**Aufgabenliste:**
- a) Gib aus dem Auszug den Abschnitt von "Das soziale System, in" bis einschließlich "soziale Basis erhalten." wortgetreu wieder.
- b) Welchen Zweck hat das soziale System laut dem Auszug?

Das soziale System, in dem wir leben, ist eine einzige große Maschine des Parasitismus. Sein Zweck ist die Aufrechterhaltung der Profite, ob dies nun bedeutet, dass man zulässt, dass eine Pandemie Millionen von Menschenleben fordert, ganze Länder zerstört oder die Biosphäre opfert. Die Gefahr, die dieses System für sich selbst schafft, besteht darin, dass es, weil es den Profit über alles andere stellt, die Umstände für seinen eigenen Untergang herbeiführt. Ein System, das nicht aufhören kann zu konsumieren, auszubeuten und zu akkumulieren, kann auch keine ausreichende soziale Basis erhalten.

**Rohdaten:**
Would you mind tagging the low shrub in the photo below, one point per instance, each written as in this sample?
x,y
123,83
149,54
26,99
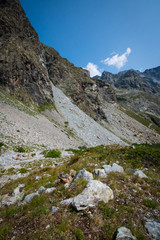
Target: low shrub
x,y
52,154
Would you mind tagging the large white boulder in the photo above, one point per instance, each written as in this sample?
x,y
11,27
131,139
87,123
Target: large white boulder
x,y
153,228
100,173
124,233
15,197
140,174
94,192
83,174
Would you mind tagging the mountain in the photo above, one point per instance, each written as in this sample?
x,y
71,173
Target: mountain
x,y
132,79
152,75
39,86
138,92
27,66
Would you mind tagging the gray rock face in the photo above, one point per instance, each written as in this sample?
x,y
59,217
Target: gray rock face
x,y
29,197
54,209
83,174
113,168
124,233
50,190
66,201
100,173
140,174
117,168
41,190
15,197
153,228
94,192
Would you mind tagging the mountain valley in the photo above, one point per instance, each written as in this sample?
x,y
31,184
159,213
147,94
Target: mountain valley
x,y
79,156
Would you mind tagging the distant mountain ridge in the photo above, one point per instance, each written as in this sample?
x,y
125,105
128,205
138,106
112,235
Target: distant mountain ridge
x,y
145,81
29,70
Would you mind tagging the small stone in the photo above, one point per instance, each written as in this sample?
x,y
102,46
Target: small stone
x,y
140,174
117,168
48,183
48,226
66,185
100,173
124,233
72,173
50,190
83,174
54,209
107,168
114,168
41,190
66,201
37,178
94,192
153,228
65,178
29,197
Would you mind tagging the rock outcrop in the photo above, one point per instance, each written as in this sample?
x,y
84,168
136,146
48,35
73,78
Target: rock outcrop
x,y
27,67
94,192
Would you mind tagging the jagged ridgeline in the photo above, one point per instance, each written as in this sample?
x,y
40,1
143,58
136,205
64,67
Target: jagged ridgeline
x,y
27,66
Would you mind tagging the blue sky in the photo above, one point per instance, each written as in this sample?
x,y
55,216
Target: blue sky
x,y
110,35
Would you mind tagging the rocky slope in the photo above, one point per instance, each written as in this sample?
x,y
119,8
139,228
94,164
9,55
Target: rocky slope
x,y
95,194
27,66
32,72
138,92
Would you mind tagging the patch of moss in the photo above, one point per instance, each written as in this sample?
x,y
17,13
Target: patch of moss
x,y
79,234
54,153
150,203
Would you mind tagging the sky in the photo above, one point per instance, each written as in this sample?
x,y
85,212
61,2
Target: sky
x,y
100,35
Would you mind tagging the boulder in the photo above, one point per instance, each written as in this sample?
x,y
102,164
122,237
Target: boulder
x,y
66,201
66,178
29,197
124,233
140,174
113,168
153,227
41,190
83,174
117,168
50,190
107,168
94,192
100,173
54,209
15,197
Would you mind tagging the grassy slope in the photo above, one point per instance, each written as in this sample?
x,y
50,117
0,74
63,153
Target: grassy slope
x,y
132,197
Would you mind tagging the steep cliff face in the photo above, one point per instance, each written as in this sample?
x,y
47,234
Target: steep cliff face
x,y
27,67
132,79
76,83
22,72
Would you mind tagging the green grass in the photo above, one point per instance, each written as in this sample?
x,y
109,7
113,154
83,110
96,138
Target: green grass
x,y
79,234
52,154
101,221
23,170
150,203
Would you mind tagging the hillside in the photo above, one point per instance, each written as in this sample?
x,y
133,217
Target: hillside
x,y
79,156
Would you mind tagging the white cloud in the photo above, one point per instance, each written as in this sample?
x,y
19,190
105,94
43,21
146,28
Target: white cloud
x,y
93,69
116,60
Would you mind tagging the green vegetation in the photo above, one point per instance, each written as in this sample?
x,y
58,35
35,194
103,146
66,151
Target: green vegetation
x,y
47,106
79,234
22,170
150,203
52,154
20,149
133,196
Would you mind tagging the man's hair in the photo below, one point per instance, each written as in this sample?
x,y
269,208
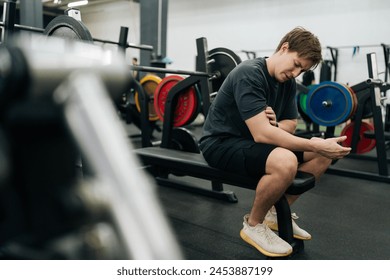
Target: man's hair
x,y
305,43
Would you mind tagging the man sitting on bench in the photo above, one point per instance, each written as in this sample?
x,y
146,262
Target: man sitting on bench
x,y
249,130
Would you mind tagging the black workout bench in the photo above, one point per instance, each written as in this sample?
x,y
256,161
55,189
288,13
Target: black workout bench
x,y
161,162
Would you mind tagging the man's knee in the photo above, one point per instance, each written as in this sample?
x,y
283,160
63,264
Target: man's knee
x,y
283,162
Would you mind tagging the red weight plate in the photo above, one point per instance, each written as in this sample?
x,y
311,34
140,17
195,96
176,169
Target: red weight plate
x,y
364,144
186,104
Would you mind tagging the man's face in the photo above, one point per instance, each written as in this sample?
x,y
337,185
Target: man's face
x,y
290,65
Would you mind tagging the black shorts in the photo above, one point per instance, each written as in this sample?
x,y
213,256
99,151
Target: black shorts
x,y
241,156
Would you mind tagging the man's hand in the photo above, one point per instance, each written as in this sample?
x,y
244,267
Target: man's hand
x,y
331,147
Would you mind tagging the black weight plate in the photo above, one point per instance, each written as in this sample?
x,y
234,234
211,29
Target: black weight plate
x,y
68,27
225,61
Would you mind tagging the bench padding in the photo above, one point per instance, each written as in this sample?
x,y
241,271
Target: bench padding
x,y
192,164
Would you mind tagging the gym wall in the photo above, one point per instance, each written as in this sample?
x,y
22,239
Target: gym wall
x,y
258,25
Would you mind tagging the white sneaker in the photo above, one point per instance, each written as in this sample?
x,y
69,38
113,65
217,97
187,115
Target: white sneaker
x,y
272,221
264,239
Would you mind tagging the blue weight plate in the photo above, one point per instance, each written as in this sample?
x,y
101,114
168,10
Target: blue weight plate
x,y
329,104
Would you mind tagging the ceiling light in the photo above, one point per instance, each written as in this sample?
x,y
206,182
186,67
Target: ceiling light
x,y
77,3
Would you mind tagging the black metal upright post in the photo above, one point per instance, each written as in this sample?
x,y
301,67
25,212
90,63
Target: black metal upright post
x,y
154,31
9,11
31,13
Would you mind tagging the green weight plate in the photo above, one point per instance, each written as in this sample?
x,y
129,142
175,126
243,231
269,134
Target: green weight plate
x,y
223,61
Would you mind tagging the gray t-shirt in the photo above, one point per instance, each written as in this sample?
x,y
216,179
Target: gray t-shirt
x,y
247,91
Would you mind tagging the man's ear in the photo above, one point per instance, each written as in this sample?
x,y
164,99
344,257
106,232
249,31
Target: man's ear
x,y
285,46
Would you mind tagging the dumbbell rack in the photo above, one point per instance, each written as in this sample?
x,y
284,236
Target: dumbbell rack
x,y
369,95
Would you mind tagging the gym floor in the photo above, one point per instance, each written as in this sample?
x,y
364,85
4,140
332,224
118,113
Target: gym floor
x,y
347,217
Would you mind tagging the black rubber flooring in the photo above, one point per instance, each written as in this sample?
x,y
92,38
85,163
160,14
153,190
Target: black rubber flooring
x,y
349,219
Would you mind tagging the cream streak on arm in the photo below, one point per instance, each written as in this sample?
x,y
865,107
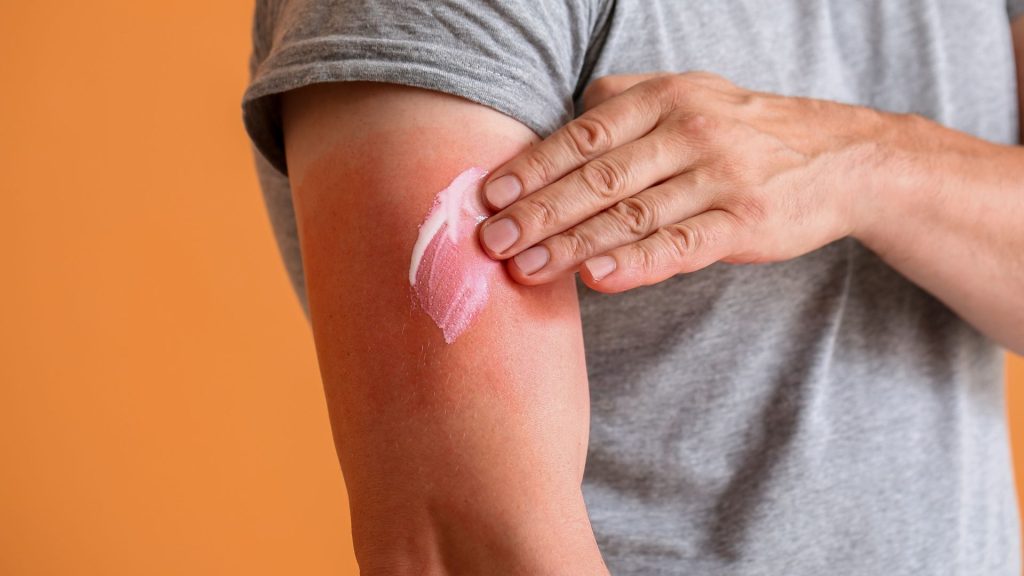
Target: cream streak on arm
x,y
449,273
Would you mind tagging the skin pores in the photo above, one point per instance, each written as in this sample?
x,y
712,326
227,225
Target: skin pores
x,y
450,274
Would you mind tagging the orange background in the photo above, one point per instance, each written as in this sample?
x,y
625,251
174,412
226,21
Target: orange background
x,y
160,404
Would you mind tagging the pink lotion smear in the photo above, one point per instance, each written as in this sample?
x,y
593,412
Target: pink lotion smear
x,y
450,274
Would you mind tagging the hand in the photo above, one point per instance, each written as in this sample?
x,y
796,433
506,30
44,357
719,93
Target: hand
x,y
669,173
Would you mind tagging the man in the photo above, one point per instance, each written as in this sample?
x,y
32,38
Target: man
x,y
835,407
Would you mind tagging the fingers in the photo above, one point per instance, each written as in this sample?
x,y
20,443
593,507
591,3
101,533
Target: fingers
x,y
629,220
596,186
683,247
616,121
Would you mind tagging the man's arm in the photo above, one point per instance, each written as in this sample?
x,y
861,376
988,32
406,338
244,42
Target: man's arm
x,y
1018,29
950,217
459,458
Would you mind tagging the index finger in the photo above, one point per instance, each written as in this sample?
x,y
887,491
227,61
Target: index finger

**Antworten je Aufgabe:**
- a)
Das soziale System, in dem wir leben, ist eine einzige große Maschine des Parasitismus. Sein Zweck ist die Aufrechterhaltung der Profite, ob dies nun bedeutet, dass man zulässt, dass eine Pandemie Millionen von Menschenleben fordert, ganze Länder zerstört oder die Biosphäre opfert. Die Gefahr, die dieses System für sich selbst schafft, besteht darin, dass es, weil es den Profit über alles andere stellt, die Umstände für seinen eigenen Untergang herbeiführt. Ein System, das nicht aufhören kann zu konsumieren, auszubeuten und zu akkumulieren, kann auch keine ausreichende soziale Basis erhalten.

- b) Die Aufrechterhaltung der Profite.